- [EXERCISE]:
Nothing in the data is to be left out; copy it exactly.

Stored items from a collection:
>>>
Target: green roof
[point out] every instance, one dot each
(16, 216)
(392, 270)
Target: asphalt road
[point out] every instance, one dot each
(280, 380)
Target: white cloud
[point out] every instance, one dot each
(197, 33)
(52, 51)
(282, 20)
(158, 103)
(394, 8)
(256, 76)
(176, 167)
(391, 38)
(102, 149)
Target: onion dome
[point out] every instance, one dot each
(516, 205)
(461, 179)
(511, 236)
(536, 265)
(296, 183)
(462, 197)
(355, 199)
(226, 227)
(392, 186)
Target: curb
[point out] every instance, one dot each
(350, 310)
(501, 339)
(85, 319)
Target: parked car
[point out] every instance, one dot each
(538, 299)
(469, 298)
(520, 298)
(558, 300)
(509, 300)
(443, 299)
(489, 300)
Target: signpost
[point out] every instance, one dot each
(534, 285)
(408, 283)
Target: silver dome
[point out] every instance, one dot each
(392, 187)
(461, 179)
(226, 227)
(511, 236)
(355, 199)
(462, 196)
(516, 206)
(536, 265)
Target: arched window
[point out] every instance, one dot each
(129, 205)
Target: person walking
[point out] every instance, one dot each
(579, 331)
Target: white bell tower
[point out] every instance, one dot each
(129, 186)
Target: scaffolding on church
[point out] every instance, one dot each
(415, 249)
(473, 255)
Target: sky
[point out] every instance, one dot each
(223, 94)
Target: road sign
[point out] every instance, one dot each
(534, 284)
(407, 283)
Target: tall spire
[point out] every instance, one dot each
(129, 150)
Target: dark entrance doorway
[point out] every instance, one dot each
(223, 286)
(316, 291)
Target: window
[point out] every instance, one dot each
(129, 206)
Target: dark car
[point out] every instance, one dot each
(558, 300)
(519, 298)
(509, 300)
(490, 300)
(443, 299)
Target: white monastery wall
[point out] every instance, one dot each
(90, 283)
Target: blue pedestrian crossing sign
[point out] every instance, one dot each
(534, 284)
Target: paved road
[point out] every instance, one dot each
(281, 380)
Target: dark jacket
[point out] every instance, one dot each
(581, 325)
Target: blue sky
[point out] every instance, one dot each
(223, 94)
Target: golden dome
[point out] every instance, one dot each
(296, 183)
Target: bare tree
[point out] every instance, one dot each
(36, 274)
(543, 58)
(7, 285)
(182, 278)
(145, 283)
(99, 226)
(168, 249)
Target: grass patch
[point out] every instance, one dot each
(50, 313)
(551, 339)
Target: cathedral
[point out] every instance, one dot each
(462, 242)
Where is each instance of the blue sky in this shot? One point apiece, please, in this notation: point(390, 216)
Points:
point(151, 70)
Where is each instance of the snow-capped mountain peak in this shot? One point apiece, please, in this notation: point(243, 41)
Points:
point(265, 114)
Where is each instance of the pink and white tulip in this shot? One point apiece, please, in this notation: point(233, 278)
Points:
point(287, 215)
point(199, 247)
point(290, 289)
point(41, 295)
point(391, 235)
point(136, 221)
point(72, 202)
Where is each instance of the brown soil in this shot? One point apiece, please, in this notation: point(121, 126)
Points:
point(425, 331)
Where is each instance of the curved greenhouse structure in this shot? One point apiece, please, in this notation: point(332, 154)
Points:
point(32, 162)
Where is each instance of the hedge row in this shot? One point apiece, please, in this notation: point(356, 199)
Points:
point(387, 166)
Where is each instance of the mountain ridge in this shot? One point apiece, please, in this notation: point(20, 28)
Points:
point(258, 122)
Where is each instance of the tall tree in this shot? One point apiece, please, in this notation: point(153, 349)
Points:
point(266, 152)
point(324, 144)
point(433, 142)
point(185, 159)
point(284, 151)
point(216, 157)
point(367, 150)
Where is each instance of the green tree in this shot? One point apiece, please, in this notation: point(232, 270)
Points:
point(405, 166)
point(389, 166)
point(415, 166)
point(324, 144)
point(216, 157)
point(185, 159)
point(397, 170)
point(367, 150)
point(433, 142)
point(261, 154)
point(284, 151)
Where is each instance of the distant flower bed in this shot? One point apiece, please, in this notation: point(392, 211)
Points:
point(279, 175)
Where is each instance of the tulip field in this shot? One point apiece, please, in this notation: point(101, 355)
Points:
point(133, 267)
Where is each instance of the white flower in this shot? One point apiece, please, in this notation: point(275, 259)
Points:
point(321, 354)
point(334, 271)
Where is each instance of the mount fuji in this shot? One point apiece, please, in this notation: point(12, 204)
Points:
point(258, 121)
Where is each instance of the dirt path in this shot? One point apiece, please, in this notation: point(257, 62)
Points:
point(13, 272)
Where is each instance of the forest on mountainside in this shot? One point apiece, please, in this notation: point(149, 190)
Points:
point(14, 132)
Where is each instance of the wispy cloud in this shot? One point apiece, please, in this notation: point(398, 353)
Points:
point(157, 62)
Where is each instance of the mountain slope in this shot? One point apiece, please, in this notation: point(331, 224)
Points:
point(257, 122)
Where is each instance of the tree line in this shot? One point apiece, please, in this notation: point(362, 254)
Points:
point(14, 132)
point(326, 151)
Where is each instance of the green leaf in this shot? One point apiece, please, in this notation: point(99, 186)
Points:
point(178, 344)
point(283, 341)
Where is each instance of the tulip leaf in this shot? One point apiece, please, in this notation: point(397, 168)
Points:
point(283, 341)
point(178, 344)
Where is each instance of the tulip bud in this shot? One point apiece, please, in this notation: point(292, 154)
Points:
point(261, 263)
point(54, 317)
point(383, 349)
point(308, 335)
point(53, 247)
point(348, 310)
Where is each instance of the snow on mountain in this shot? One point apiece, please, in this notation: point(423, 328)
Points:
<<<
- [TASK RESPONSE]:
Target: green roof
[point out] every instance, one dot each
(16, 216)
(392, 270)
Target: asphalt road
[point out] every instance, one dot each
(280, 380)
Target: white cloud
[point out] every instance, one dot each
(197, 33)
(52, 51)
(282, 20)
(158, 103)
(394, 8)
(256, 76)
(176, 167)
(391, 38)
(102, 149)
Target: onion dome
[point out] every instance, one dot each
(516, 205)
(461, 179)
(511, 236)
(536, 265)
(296, 183)
(462, 197)
(355, 199)
(226, 227)
(392, 186)
Target: curb
[point out] every instance, one dot each
(350, 310)
(501, 339)
(85, 319)
Target: parked car
[point out] every instance, one dot each
(538, 299)
(469, 298)
(520, 298)
(558, 300)
(509, 300)
(443, 299)
(489, 300)
Target: signpost
[point out] every instance, one dot each
(534, 285)
(408, 283)
Target: silver dome
[point out] every instance, one dot each
(392, 187)
(461, 179)
(226, 227)
(511, 236)
(355, 199)
(462, 196)
(516, 206)
(536, 265)
Target: arched window
[point out] every instance, one dot each
(129, 205)
Target: person walking
[point out] every instance, one dot each
(579, 331)
Target: white bell tower
[point out] every instance, one dot each
(129, 186)
Target: scaffolding on church
[point out] every instance, one dot each
(415, 249)
(473, 255)
Target: sky
[point out] every instance, one dot each
(223, 94)
Target: road sign
[point out] every instance, one dot each
(534, 284)
(407, 283)
Target: tall spire
[point out] every instance, one dot each
(129, 150)
Target: dark entrance doorway
[point out] every instance, one dot each
(223, 286)
(316, 291)
Target: window
[point out] every instance, one dot each
(129, 206)
Target: dark car
[point out] every instance, one dot each
(558, 300)
(519, 298)
(509, 300)
(490, 300)
(443, 299)
Target: white monastery wall
[point out] every instance, one dot each
(90, 283)
Target: blue pedestrian crossing sign
[point out] every instance, one dot each
(534, 284)
Target: paved road
[point out] every instance, one dot each
(281, 380)
Target: dark jacket
[point out] every instance, one dot each
(581, 325)
Target: blue sky
[point out] every instance, one dot each
(223, 94)
Target: golden dome
[point out] every instance, one dot each
(296, 183)
Target: bare tree
[point out] every instance, one dot each
(36, 274)
(543, 58)
(7, 285)
(182, 278)
(145, 283)
(99, 226)
(168, 249)
Target: grass patch
[point out] every instance, one dot each
(50, 313)
(551, 339)
Target: cathedral
[point out] every instance, one dot each
(462, 242)
Where is each instance of the blue sky in this shot? One point apiece, please, in this notation: point(390, 216)
Points:
point(151, 70)
Where is each instance of the snow-capped mountain peak in this shot? One point apiece, please, in this notation: point(243, 41)
Points:
point(265, 114)
Where is each instance of the pink and white tulip in this shot? One point apiece, please, in this notation: point(233, 278)
Points:
point(287, 215)
point(199, 247)
point(290, 289)
point(41, 295)
point(391, 235)
point(136, 221)
point(72, 202)
Where is each instance of the brown soil in this shot? One point apiece, please, in this notation: point(121, 126)
Points:
point(425, 331)
Where is each instance of the curved greenhouse structure in this shot? One point apiece, please, in this notation: point(332, 154)
Points:
point(32, 162)
Where is each instance of the hedge row in this shot? One point apiece, please, in this notation: point(356, 199)
Points:
point(387, 166)
Where is each instance of the mountain ridge in this shot? One point apiece, please, in this notation: point(20, 28)
Points:
point(258, 122)
Where is each instance of the tall tree in this shot? One point apiece, please, in this notation: point(153, 349)
Points:
point(266, 152)
point(324, 144)
point(433, 142)
point(185, 159)
point(284, 151)
point(216, 157)
point(367, 150)
Where is each instance of the green tree in this shot? One point apiece, please, in this notation: point(232, 270)
Points:
point(405, 166)
point(389, 166)
point(415, 166)
point(324, 144)
point(216, 157)
point(185, 159)
point(397, 170)
point(367, 150)
point(433, 142)
point(261, 154)
point(284, 151)
Where is each instance of the distant flower bed in this shot? One point apiece, please, in this notation: point(392, 211)
Points:
point(279, 175)
Where is each instance of the tulip field in this shot? One point apiece, please, in this notation: point(101, 355)
Points:
point(133, 267)
Where is each instance of the white flower in this shot? One point apiece, please, in this notation: point(275, 259)
Points:
point(321, 354)
point(334, 271)
Where is each instance of the mount fuji in this shot? One point apiece, please, in this notation: point(12, 204)
Points:
point(258, 121)
Where is each instance of the dirt path in this shot? One point apiece, please, in this notation: point(257, 62)
Points:
point(13, 272)
Where is each instance of the forest on mountainside in this shot? One point apiece, please, in this notation: point(149, 190)
Points:
point(14, 132)
Where is each instance of the wispy cloud in this shot? One point apiece, please, in this notation: point(398, 353)
Points:
point(157, 62)
Where is each instance of the mountain slope in this shot? One point apiece, please, in this notation: point(331, 224)
Points:
point(257, 122)
Where is each instance of the tree line in this shot? One point apiece, please, in this notation: point(362, 254)
Points:
point(14, 132)
point(326, 151)
Where is each instance of the green leaf in this shot? One point apiece, please, in this notation: point(99, 186)
Points:
point(178, 344)
point(283, 341)
Where is each instance of the tulip leaf in this shot? One point apiece, please, in this notation: point(397, 168)
Points:
point(283, 341)
point(178, 344)
Where is each instance of the tulip bud in this shot? One point apiece, please, in this notation: point(292, 154)
Points:
point(261, 263)
point(54, 317)
point(383, 349)
point(308, 335)
point(53, 247)
point(348, 310)
Where is each instance of the snow on mountain in this shot? One point apiece, please, in this notation: point(423, 328)
Points:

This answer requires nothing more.